Objective: Restate, word for word, the run of lines that starts at the line containing "Thank you for the photo. Please point out the mouth" and ends with the final line of the listing. Leave pictures out.

═════ Provided material

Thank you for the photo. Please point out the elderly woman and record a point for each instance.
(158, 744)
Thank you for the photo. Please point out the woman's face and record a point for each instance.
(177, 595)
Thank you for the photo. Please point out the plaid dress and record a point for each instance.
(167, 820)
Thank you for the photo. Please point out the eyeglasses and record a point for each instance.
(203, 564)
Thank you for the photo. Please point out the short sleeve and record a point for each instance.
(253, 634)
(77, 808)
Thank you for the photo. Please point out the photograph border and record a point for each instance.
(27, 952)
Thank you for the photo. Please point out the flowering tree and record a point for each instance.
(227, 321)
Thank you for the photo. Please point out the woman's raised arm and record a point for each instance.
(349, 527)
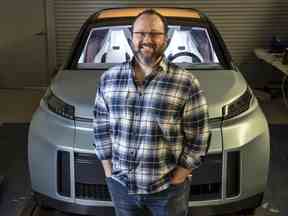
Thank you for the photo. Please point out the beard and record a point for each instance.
(148, 53)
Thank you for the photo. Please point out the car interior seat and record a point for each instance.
(182, 48)
(115, 49)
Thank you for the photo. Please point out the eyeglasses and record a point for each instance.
(150, 34)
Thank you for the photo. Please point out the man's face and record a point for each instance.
(149, 39)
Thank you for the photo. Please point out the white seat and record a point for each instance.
(182, 41)
(115, 49)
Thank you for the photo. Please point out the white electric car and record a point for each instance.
(65, 172)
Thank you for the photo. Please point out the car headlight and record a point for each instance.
(58, 106)
(238, 106)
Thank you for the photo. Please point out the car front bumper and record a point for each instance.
(241, 185)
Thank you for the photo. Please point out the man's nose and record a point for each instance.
(147, 38)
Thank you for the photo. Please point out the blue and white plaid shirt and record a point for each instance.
(147, 133)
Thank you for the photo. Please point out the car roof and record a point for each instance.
(134, 11)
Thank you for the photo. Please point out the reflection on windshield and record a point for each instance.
(112, 45)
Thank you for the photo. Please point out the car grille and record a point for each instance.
(206, 182)
(92, 191)
(63, 173)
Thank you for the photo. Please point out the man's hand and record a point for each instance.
(107, 166)
(179, 174)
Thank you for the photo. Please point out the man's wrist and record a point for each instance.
(107, 166)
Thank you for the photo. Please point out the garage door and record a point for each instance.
(244, 24)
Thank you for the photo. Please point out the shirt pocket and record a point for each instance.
(169, 120)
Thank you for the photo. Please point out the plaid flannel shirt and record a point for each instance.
(148, 133)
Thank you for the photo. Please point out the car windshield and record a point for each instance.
(187, 46)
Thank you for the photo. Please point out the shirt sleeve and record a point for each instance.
(101, 128)
(195, 128)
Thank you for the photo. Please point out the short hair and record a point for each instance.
(151, 11)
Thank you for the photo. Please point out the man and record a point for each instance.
(150, 126)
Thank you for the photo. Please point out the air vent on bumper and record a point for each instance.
(63, 173)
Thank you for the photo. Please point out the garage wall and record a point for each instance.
(244, 24)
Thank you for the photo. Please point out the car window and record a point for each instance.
(187, 46)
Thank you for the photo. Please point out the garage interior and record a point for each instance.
(30, 55)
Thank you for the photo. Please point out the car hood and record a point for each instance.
(78, 88)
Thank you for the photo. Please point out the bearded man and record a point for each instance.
(150, 126)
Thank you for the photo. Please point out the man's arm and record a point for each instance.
(102, 136)
(196, 131)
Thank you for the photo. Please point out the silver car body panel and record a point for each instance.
(78, 88)
(49, 132)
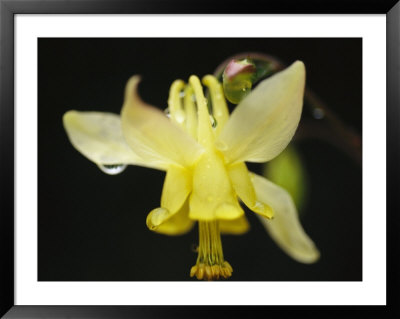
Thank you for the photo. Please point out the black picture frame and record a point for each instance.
(8, 11)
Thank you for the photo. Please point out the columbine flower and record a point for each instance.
(204, 154)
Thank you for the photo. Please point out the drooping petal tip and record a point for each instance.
(98, 136)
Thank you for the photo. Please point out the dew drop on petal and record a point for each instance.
(113, 169)
(221, 146)
(167, 112)
(213, 121)
(180, 116)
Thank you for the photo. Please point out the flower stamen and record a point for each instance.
(210, 263)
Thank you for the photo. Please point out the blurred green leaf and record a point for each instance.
(287, 170)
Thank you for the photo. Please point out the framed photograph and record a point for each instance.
(160, 155)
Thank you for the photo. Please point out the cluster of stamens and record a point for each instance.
(210, 261)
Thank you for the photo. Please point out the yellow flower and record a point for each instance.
(204, 158)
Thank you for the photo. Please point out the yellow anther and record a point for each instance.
(210, 261)
(205, 134)
(175, 103)
(220, 109)
(190, 110)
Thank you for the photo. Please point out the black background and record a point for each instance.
(92, 225)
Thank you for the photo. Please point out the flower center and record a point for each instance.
(210, 263)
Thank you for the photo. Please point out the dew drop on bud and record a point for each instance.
(113, 169)
(237, 79)
(167, 113)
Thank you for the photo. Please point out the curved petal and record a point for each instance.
(98, 136)
(236, 226)
(177, 186)
(285, 228)
(152, 135)
(177, 224)
(263, 124)
(213, 196)
(243, 187)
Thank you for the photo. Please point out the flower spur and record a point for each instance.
(203, 151)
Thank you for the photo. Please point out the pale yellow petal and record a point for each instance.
(177, 186)
(177, 224)
(98, 136)
(152, 135)
(212, 196)
(236, 226)
(263, 124)
(285, 228)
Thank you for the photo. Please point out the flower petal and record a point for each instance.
(177, 186)
(285, 228)
(213, 196)
(98, 136)
(236, 226)
(241, 182)
(152, 135)
(177, 224)
(263, 124)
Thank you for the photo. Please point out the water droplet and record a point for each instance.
(318, 113)
(194, 248)
(221, 146)
(213, 121)
(112, 169)
(167, 112)
(180, 116)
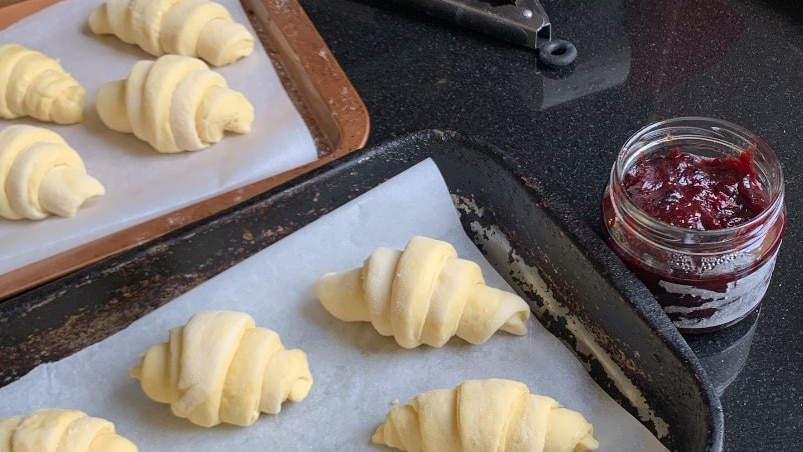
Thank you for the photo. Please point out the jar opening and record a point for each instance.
(708, 139)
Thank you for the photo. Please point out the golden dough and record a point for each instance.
(220, 367)
(33, 84)
(57, 430)
(422, 295)
(175, 104)
(196, 28)
(485, 416)
(41, 175)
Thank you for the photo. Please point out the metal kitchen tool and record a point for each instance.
(522, 22)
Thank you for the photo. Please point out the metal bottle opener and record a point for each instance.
(522, 22)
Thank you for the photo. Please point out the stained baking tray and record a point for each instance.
(315, 82)
(591, 302)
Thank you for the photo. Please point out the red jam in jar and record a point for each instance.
(695, 208)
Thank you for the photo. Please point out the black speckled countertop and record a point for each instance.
(638, 62)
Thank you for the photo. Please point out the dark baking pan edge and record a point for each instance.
(577, 288)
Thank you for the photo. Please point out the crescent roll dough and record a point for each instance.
(40, 174)
(422, 295)
(485, 416)
(33, 84)
(220, 367)
(175, 104)
(57, 430)
(196, 28)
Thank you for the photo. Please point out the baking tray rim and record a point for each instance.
(337, 113)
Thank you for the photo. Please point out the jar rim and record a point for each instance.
(701, 123)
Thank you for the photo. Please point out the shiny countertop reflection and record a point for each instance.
(638, 62)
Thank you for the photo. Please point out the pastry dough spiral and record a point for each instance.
(485, 416)
(40, 174)
(196, 28)
(422, 295)
(175, 104)
(33, 84)
(220, 367)
(57, 430)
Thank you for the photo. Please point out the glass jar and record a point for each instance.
(703, 279)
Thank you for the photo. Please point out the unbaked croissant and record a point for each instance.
(40, 174)
(422, 295)
(175, 103)
(196, 28)
(220, 367)
(57, 430)
(485, 416)
(33, 84)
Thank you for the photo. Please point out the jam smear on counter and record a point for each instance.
(695, 192)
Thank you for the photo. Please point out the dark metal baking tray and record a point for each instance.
(526, 233)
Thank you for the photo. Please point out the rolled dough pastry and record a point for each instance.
(57, 430)
(175, 103)
(41, 175)
(485, 416)
(33, 84)
(422, 295)
(220, 367)
(196, 28)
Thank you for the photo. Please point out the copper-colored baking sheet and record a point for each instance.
(326, 99)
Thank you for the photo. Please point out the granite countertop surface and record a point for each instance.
(638, 62)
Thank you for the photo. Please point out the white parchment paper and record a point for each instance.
(357, 373)
(141, 183)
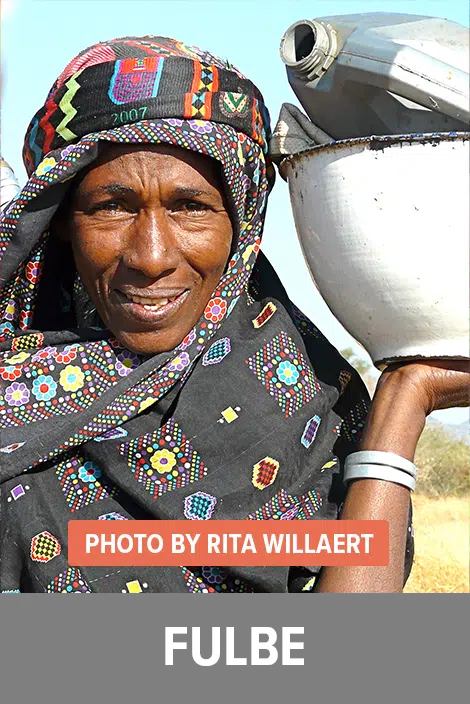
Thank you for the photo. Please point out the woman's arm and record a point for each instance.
(405, 395)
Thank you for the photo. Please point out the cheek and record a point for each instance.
(95, 251)
(209, 252)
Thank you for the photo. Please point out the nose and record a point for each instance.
(152, 246)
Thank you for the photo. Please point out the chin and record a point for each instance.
(146, 343)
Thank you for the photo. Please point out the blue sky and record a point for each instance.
(39, 37)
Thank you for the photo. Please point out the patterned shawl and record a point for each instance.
(250, 417)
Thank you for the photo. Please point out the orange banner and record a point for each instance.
(228, 543)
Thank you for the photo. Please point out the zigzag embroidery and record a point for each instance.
(67, 108)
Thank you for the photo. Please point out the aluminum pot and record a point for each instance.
(384, 226)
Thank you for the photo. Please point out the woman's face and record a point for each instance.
(151, 237)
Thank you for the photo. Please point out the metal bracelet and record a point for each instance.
(389, 459)
(375, 471)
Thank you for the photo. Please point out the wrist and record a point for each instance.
(397, 416)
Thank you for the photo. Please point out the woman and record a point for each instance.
(153, 366)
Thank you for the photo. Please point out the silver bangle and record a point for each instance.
(389, 459)
(374, 471)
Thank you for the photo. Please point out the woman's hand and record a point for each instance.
(405, 395)
(435, 384)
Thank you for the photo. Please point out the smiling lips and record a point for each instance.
(151, 303)
(152, 309)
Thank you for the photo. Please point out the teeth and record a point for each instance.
(151, 303)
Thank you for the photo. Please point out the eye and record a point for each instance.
(108, 206)
(191, 206)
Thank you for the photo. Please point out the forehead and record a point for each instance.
(164, 162)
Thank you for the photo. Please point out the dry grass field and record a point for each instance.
(441, 527)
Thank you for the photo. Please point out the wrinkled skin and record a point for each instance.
(150, 222)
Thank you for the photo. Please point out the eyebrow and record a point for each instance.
(117, 189)
(111, 189)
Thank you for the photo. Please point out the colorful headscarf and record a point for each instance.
(254, 404)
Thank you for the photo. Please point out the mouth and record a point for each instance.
(149, 309)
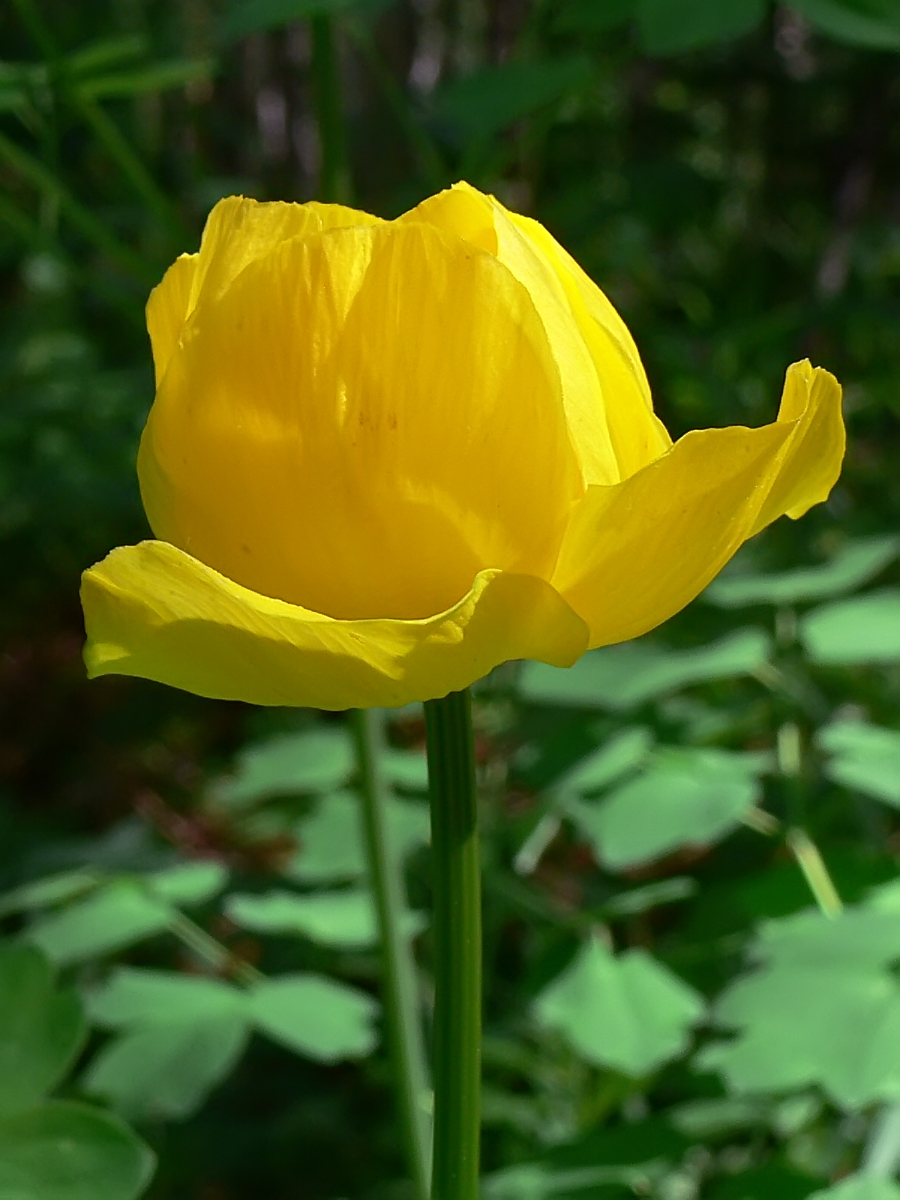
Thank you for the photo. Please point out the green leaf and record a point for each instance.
(669, 27)
(41, 1029)
(857, 564)
(143, 81)
(589, 17)
(189, 883)
(859, 1187)
(622, 677)
(849, 633)
(629, 1013)
(113, 918)
(315, 1017)
(166, 1069)
(63, 1151)
(345, 919)
(293, 763)
(684, 797)
(823, 1008)
(138, 996)
(330, 839)
(489, 101)
(48, 892)
(865, 759)
(873, 23)
(253, 16)
(623, 753)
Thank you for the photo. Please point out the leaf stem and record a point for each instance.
(401, 1000)
(457, 947)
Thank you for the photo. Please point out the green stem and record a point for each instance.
(335, 174)
(401, 1000)
(457, 947)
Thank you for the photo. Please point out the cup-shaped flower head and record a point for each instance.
(385, 456)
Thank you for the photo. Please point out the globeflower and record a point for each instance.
(385, 456)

══════════

Complete response:
Thank you for the photo. Please point out the mouth and record a point for each instance.
(149, 309)
Thank you for the photo. Please point out the green leaf and record a point for each instance.
(669, 27)
(41, 1029)
(857, 564)
(143, 81)
(589, 17)
(189, 883)
(859, 1187)
(622, 677)
(849, 633)
(629, 1013)
(113, 918)
(315, 1017)
(166, 1069)
(63, 1151)
(345, 919)
(293, 763)
(684, 797)
(823, 1008)
(138, 996)
(330, 839)
(489, 101)
(48, 892)
(865, 759)
(873, 23)
(253, 16)
(623, 753)
Thank you for the photo. Please point out the leaf stem and record a point for each instance.
(401, 1000)
(457, 947)
Thank you for the photo. Please point out the green stem and record a point for each instance.
(335, 174)
(401, 1000)
(457, 947)
Thank you for the photo. Please point out the cup-shaped flower head and record a point for each instance.
(385, 456)
Thank you for the photo. Please point out the globeflower and record a point for each instance.
(385, 456)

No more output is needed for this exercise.